** INPUT RECORDS follows **
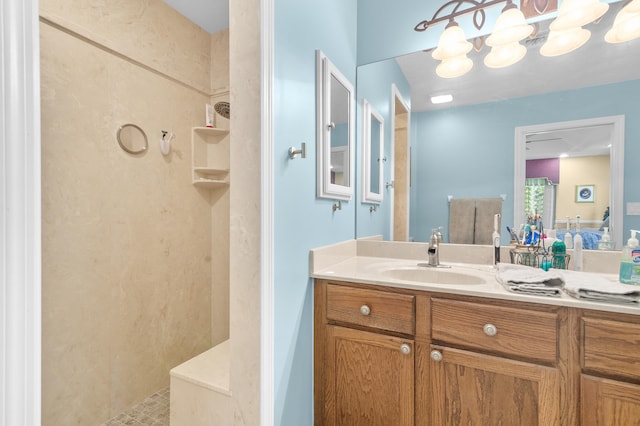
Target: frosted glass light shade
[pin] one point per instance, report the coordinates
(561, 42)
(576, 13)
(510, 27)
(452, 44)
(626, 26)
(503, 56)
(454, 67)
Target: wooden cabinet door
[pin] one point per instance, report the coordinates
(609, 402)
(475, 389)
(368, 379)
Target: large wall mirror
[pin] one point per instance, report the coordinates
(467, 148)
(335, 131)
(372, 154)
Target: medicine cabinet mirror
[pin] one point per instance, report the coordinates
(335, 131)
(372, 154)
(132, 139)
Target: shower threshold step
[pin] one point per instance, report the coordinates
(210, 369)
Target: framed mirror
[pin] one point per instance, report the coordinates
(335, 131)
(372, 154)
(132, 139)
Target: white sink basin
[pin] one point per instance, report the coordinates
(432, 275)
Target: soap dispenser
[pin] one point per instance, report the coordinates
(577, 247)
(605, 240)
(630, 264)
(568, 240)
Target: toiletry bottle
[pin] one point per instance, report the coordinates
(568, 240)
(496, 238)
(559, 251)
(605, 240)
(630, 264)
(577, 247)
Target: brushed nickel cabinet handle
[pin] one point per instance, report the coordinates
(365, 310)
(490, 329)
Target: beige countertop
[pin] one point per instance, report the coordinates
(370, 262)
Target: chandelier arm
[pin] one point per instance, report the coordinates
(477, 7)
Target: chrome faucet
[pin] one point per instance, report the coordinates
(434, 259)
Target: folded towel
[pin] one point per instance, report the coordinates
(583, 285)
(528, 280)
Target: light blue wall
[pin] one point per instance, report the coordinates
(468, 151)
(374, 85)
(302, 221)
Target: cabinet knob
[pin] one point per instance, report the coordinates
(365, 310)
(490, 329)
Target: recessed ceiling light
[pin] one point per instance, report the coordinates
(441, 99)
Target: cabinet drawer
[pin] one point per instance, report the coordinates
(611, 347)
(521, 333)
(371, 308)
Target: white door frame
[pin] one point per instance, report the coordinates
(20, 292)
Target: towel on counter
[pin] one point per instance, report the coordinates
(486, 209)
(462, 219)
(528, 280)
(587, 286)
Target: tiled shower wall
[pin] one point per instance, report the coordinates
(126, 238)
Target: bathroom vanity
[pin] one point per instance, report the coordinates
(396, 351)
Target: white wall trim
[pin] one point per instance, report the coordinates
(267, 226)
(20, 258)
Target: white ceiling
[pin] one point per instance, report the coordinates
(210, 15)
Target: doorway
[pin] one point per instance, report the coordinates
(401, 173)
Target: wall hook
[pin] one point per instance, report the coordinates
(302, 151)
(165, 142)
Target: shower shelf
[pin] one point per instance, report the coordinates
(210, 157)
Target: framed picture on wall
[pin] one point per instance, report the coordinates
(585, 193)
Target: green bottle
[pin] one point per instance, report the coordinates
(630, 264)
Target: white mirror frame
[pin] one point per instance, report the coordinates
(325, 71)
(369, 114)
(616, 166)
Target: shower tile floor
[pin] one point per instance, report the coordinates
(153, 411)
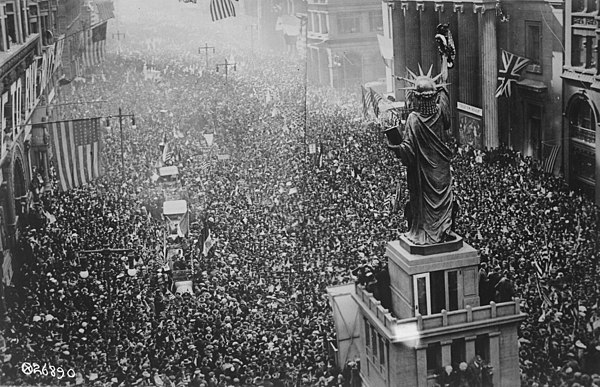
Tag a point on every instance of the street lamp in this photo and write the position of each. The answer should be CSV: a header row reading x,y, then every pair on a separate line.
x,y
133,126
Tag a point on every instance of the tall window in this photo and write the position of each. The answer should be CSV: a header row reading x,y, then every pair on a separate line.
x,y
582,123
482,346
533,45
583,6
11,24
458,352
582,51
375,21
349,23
** End of INPUT RECORDS **
** INPUT RECORDS follows **
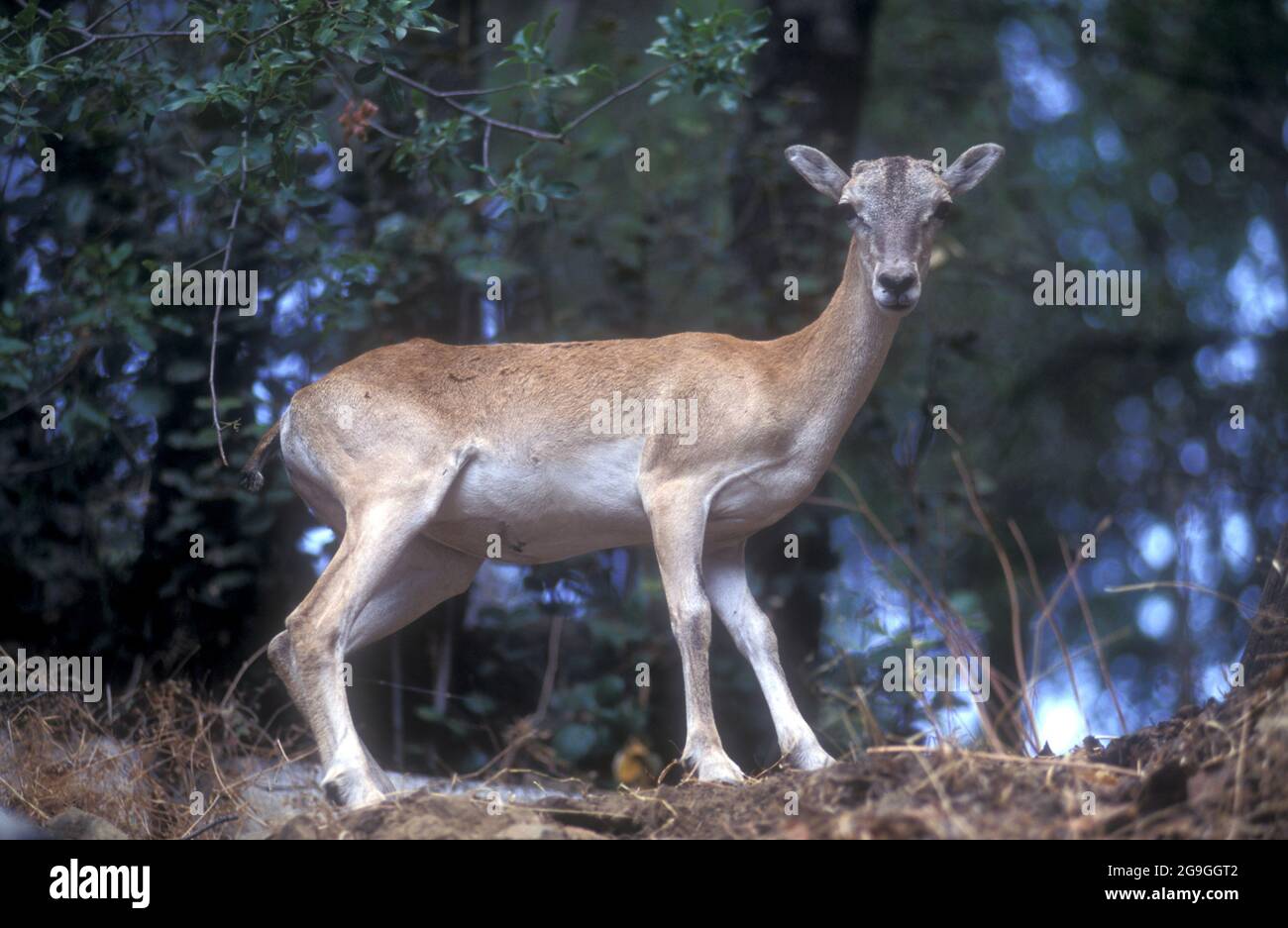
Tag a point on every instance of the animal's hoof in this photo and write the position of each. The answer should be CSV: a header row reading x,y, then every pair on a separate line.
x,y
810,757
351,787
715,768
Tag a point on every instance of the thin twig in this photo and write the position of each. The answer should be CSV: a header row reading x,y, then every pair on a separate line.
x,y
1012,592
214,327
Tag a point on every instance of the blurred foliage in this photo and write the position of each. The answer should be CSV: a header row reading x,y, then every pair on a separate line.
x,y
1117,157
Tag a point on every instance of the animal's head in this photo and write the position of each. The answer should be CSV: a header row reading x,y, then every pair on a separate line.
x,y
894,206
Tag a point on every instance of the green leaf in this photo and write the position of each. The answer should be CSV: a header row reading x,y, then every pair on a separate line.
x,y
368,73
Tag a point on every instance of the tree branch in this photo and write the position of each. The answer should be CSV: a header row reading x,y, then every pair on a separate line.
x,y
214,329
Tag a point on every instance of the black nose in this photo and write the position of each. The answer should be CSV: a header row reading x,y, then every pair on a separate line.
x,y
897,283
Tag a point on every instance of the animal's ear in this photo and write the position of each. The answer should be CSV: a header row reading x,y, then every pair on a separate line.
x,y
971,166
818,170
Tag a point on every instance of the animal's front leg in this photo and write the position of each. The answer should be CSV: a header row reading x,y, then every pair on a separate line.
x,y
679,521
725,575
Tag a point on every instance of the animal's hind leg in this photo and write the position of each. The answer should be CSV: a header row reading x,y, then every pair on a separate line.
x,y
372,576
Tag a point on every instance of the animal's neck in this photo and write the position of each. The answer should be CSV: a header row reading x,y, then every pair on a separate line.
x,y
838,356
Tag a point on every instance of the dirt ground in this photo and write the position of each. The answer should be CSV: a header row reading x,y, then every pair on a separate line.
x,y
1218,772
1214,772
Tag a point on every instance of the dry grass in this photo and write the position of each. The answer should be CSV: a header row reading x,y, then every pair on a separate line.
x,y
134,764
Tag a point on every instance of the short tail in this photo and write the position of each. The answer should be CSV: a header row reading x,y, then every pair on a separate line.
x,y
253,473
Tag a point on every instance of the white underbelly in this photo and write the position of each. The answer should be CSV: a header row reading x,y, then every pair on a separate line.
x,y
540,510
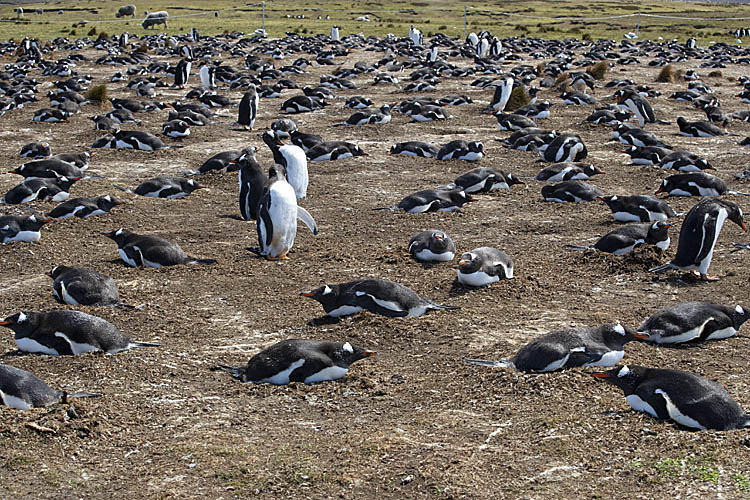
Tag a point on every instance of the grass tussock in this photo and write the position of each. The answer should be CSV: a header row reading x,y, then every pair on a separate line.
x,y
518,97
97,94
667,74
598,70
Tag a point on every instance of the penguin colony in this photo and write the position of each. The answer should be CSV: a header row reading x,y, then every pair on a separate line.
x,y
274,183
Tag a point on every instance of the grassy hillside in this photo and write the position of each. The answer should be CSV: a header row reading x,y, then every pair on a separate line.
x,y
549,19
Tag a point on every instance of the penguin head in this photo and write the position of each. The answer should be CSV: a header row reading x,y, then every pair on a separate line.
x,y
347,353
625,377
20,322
** End of INPUT RECORDS **
** INPUT RECORDS follows **
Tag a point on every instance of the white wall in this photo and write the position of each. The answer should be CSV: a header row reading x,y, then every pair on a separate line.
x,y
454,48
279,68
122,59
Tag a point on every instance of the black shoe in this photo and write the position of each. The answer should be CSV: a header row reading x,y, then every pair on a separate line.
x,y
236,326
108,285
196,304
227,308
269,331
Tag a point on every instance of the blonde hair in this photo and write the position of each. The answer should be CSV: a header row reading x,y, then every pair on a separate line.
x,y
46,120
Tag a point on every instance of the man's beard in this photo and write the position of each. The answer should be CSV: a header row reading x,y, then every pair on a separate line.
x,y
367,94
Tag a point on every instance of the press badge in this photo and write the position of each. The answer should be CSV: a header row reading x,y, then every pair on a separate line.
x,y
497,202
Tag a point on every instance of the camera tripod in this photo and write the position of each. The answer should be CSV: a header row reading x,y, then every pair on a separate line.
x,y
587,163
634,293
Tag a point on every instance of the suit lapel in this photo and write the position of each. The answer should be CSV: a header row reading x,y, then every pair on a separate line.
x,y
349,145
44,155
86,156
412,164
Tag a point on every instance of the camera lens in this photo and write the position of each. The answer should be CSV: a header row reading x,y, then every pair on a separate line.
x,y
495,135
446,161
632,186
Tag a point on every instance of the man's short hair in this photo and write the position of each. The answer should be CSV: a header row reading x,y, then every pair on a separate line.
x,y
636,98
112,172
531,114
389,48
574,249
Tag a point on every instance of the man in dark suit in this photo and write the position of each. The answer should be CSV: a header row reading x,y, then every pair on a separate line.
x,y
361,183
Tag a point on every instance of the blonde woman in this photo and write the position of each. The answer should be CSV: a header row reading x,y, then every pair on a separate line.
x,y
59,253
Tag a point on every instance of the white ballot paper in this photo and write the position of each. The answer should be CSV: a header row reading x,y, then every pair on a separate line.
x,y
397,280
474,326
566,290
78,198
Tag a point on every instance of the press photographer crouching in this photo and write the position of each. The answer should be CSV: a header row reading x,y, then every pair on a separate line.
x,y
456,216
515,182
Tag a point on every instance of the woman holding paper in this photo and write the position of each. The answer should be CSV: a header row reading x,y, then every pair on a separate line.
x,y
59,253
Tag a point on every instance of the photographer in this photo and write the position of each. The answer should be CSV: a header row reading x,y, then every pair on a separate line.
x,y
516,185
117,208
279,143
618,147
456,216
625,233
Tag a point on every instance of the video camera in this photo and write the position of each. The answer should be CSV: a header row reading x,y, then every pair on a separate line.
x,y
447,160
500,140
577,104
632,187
** End of INPUT RECORDS **
Count how many lines in the data above hold the string "towel", and give the number with no other words.

▸ **RESPONSE TO THIS TASK**:
2